Coordinate annotation entries –
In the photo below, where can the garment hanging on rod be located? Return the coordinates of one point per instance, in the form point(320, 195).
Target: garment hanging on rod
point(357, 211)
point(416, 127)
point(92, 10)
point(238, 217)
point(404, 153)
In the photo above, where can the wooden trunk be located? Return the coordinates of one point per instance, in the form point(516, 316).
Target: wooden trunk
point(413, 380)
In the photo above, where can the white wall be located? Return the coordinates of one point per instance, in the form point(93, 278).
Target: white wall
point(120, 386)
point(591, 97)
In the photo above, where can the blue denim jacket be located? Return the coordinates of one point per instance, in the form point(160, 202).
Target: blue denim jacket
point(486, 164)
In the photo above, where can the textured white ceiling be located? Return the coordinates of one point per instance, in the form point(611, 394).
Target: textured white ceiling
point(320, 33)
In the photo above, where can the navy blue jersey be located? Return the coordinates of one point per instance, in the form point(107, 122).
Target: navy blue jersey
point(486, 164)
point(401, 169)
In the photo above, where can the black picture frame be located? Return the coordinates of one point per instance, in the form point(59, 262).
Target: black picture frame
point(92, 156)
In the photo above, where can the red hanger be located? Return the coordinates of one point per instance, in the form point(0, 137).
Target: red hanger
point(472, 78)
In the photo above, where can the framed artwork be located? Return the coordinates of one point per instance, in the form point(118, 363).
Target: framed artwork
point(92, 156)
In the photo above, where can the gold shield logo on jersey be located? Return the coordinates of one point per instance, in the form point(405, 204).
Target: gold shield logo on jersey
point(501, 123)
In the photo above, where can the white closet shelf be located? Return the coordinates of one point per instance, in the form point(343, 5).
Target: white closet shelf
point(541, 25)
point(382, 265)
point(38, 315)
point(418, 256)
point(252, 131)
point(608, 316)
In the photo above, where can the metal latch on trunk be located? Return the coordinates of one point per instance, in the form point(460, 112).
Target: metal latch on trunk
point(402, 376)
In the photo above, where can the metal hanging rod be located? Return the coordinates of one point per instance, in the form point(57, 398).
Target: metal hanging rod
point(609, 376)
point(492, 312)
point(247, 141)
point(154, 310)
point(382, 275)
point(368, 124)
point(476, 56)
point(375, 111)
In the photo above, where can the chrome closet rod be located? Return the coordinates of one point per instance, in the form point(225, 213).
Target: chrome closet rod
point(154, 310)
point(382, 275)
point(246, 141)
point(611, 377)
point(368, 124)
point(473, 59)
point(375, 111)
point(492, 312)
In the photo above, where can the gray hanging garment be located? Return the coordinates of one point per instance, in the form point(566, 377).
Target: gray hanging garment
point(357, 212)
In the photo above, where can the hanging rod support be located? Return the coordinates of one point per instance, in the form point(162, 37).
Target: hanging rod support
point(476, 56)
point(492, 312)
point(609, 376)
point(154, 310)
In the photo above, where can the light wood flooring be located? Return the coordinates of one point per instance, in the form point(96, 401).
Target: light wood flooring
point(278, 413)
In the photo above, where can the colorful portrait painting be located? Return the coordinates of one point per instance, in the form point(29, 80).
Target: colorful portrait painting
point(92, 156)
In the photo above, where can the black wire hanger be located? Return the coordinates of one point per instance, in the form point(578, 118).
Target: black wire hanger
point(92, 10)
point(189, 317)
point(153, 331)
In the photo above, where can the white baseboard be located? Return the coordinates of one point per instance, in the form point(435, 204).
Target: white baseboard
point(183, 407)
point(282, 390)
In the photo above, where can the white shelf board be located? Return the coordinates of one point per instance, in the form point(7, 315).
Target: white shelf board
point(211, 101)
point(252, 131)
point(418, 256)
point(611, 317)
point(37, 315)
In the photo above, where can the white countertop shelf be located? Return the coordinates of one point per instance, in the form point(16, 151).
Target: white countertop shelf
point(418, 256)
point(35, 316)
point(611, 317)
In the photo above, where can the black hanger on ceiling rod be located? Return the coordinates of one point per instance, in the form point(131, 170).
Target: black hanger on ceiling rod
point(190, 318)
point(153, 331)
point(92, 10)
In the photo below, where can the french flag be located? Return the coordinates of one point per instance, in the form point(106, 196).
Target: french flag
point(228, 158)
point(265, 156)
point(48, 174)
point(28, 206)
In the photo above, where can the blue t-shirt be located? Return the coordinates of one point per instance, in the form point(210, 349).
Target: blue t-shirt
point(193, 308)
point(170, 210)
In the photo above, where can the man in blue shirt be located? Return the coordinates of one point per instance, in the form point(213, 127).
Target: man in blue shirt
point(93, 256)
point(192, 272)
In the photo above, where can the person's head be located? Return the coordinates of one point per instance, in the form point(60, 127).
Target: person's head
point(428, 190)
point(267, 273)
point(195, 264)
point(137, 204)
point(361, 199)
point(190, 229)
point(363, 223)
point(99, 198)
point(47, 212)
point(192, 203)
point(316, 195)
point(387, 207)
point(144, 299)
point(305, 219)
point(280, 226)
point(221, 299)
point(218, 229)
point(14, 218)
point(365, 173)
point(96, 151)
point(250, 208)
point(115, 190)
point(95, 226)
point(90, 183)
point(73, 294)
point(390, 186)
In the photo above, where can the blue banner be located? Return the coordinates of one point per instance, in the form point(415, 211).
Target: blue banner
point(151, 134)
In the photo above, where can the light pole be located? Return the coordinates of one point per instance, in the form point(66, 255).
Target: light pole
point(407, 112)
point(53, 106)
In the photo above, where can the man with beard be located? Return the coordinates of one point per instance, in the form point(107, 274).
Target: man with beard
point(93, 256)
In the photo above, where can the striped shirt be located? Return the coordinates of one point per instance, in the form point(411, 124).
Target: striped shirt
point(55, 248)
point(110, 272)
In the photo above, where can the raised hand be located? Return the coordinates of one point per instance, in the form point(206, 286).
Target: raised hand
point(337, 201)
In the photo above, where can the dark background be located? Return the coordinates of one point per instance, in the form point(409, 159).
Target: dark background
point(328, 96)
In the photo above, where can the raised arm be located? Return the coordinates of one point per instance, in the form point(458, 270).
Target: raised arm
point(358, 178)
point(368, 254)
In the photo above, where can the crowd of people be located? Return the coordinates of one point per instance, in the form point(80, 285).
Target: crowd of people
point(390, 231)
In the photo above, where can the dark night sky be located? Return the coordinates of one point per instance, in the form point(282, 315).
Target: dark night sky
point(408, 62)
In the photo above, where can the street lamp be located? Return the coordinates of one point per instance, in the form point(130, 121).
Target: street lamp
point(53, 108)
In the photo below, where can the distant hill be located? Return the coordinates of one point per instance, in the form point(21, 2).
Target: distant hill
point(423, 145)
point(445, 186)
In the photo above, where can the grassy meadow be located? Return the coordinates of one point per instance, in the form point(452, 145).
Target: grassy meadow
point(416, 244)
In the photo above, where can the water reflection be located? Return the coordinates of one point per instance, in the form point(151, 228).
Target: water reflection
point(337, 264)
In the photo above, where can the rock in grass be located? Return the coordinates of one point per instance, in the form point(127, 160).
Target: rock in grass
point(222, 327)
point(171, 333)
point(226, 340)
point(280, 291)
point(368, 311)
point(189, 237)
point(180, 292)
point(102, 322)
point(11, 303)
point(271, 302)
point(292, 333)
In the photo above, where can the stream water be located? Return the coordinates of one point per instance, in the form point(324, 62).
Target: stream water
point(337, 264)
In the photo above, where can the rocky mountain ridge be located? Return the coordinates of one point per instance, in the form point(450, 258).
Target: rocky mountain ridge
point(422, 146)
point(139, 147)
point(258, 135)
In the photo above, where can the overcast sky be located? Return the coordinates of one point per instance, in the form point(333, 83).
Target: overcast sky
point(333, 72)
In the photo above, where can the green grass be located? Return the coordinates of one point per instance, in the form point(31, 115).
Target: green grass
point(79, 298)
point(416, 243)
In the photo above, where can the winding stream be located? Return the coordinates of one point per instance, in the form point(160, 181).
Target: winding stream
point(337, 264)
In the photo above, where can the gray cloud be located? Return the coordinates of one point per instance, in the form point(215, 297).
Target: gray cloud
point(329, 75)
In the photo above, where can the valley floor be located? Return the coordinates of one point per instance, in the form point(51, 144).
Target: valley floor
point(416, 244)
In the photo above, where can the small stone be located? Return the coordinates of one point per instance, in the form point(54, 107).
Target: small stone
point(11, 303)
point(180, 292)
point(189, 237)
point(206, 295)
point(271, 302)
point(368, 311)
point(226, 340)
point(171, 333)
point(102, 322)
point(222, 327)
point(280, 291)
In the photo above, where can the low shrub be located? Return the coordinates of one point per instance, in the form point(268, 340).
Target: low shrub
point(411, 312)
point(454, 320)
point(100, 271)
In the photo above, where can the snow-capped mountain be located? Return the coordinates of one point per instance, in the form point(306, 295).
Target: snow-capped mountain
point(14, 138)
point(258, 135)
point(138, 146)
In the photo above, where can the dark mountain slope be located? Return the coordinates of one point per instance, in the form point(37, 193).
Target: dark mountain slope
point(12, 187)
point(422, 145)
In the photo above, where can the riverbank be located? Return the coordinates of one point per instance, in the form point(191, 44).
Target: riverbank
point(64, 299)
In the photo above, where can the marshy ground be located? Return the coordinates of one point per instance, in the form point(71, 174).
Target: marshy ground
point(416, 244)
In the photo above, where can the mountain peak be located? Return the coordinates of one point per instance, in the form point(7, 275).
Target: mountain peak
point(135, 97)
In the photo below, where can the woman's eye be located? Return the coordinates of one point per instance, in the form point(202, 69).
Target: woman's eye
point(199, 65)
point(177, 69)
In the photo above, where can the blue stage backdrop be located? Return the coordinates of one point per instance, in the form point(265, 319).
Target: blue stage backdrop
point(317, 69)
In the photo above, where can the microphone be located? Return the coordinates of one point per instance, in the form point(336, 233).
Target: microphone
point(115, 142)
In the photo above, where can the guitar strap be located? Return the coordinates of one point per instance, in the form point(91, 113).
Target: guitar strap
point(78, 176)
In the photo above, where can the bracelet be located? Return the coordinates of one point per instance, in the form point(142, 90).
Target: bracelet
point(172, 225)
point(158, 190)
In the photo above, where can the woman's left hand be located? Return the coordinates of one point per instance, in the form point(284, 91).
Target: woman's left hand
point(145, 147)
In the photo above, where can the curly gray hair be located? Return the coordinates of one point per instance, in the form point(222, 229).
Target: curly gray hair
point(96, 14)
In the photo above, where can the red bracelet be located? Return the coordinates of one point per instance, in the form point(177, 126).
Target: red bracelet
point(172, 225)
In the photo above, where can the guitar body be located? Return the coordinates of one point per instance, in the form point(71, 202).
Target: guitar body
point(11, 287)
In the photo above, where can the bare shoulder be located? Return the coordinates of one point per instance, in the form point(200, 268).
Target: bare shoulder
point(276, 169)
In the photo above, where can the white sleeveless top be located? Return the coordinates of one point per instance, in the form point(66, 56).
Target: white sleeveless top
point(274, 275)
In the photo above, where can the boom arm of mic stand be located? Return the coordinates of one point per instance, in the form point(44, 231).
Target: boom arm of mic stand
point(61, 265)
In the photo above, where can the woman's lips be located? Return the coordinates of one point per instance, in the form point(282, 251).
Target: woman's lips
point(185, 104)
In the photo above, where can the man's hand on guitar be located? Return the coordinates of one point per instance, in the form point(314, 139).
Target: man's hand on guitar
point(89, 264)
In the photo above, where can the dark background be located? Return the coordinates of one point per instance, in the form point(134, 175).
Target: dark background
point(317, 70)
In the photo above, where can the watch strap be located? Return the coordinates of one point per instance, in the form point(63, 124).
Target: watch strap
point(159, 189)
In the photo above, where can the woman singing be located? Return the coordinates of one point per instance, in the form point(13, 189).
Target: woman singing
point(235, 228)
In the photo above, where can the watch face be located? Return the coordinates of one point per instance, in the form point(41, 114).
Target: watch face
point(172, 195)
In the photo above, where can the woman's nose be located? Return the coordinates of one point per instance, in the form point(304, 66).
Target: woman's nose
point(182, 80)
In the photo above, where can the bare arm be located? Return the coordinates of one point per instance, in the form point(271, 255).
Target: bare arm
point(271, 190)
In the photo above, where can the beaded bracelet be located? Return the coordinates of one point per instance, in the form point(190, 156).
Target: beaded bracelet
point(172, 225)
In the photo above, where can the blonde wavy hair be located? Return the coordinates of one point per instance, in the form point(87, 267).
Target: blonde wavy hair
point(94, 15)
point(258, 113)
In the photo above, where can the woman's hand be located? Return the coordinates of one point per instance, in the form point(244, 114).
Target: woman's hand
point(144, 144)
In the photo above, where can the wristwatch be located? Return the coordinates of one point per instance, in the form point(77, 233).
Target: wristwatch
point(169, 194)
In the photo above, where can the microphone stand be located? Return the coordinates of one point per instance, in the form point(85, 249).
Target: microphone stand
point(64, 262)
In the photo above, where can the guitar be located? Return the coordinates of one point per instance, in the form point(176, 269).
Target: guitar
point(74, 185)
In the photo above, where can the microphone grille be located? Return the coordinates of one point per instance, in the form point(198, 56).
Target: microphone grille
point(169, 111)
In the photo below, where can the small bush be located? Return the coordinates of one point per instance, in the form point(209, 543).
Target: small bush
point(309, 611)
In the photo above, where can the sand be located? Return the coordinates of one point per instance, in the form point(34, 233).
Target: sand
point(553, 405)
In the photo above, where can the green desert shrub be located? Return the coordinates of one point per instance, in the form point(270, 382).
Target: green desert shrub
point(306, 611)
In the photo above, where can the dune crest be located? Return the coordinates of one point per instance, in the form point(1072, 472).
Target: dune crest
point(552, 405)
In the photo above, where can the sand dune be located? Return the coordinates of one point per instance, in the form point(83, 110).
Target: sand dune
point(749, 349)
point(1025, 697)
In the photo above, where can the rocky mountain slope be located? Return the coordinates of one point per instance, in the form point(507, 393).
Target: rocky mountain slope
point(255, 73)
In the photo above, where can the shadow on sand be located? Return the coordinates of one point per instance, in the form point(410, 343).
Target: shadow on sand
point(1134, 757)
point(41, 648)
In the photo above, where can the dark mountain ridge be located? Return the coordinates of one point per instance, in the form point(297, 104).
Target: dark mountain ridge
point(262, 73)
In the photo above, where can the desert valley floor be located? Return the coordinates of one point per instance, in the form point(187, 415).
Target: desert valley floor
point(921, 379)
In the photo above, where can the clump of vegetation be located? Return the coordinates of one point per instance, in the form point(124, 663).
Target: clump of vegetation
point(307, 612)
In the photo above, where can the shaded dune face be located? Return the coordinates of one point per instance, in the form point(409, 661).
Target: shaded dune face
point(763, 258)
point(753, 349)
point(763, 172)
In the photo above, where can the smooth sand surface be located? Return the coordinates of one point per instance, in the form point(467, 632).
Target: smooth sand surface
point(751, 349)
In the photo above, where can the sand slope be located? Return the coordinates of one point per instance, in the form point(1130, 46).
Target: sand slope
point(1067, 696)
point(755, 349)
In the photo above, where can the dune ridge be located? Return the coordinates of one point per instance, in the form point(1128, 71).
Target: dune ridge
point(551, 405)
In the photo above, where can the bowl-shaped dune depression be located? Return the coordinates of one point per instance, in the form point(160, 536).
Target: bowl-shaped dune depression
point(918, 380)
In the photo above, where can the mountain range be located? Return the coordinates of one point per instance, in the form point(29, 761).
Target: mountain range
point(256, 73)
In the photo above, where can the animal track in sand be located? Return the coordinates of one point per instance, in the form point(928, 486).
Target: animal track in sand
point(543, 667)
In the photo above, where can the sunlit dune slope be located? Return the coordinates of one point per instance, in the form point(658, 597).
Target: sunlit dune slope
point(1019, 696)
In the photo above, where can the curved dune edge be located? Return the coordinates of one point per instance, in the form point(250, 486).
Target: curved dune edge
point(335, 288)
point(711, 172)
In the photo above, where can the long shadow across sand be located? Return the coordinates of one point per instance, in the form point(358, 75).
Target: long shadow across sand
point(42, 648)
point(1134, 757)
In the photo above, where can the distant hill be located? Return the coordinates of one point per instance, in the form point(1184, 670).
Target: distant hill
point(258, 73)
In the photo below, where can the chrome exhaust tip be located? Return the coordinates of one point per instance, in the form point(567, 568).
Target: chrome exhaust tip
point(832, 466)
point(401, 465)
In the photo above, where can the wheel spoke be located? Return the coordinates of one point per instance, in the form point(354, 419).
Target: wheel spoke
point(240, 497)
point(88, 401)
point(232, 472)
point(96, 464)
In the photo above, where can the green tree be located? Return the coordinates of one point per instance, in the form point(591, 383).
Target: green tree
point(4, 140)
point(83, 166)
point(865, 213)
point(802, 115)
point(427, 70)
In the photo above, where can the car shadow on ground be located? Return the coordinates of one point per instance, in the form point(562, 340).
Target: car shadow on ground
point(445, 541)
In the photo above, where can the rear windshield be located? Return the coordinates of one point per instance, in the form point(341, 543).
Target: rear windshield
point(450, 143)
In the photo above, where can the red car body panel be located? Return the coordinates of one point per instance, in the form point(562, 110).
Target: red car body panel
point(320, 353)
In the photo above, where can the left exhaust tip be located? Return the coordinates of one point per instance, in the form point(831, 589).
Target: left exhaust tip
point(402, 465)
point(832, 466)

Given task – Set down nothing but the lines from the one with "In the photo above, where can the distant" through the end of the records, keeping each line exactly as written and including both ends.

Expected answer –
In the photo above, where can the distant hill be located? Return the coordinates of one point per instance, in the form point(1184, 670).
Target: distant hill
point(258, 73)
In the photo below, where can the chrome exhaust tip be located? Return the coordinates of one point per instance, in the form point(567, 568).
Target: chrome exhaust tip
point(832, 466)
point(401, 465)
In the photo above, where can the wheel spoke be located? Return the coordinates of one point per instance, in the form point(354, 419).
Target: wheel spoke
point(240, 497)
point(88, 401)
point(232, 472)
point(96, 464)
In the photo above, where can the green tree be located? Return the coordinates of one point per instance, in the form point(591, 383).
Target: green tree
point(4, 140)
point(83, 166)
point(865, 213)
point(802, 115)
point(427, 70)
In the photo above, where can the car shadow on ground be located? Return the coordinates of one point per instance, in the form point(562, 340).
Target: car shadow on ground
point(445, 541)
In the photo above, where can the rear windshield be located? Return the coordinates of one point per instance, in the form point(341, 543).
Target: rear windshield
point(450, 143)
In the photo above, where can the red car body panel be located? Return the coordinates of one point per instance, in the form point(562, 110).
Target: red car body panel
point(320, 353)
In the photo above, where can the left exhaust tip be located? Return the coordinates of one point per instance, in the form point(831, 589).
Target: left exhaust tip
point(402, 465)
point(832, 466)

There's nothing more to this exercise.